▶ [Dataset rows]:
/---
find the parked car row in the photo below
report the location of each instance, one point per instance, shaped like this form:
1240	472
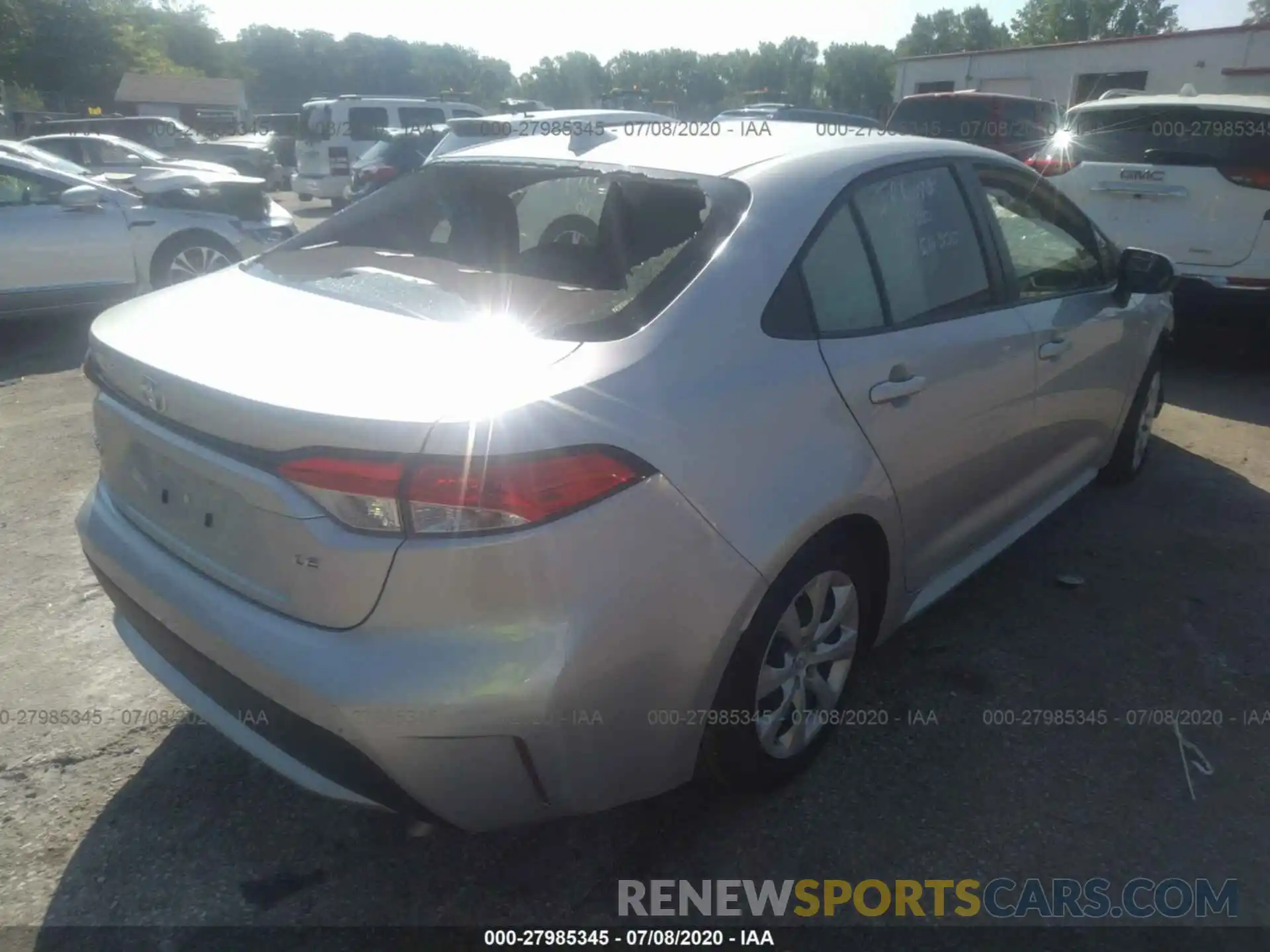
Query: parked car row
626	426
175	140
70	237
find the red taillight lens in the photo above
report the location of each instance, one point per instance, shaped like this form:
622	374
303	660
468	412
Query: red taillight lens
361	494
1050	168
1249	178
508	492
441	496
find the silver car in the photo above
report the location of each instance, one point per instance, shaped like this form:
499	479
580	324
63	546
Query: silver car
69	240
429	512
111	154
\---
▶ [WHAT THE EXERCISE ASKS]: Retype all of the items above line for line, with no changes. Leave out any pictures.

▶ [PROBLEM SOLUTION]:
find the parked car row in the photo below
report the location of each instance, one point per instance, shaped like this form:
1240	472
Query: parked car row
626	426
175	140
70	237
find the red taillight lens in the photo above
report the location of each instance, one point per instance, shaped like this form:
622	374
303	660
468	412
Query: red taillight lens
361	494
1050	168
1249	178
508	492
441	496
find the silver car in the photo above
report the location of each instance, one point per instance, shaped like this form:
499	479
580	324
63	546
Query: silver car
69	240
429	512
111	154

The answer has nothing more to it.